Give back all the entries below. Omit none of them.
•••••
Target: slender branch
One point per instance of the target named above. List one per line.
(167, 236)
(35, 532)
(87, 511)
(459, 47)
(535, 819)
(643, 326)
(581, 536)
•••••
• WRITTEN RESPONSE
Target: slender branch
One point per instance of the target named above. List one per line.
(167, 236)
(35, 532)
(87, 511)
(459, 47)
(535, 819)
(643, 326)
(581, 536)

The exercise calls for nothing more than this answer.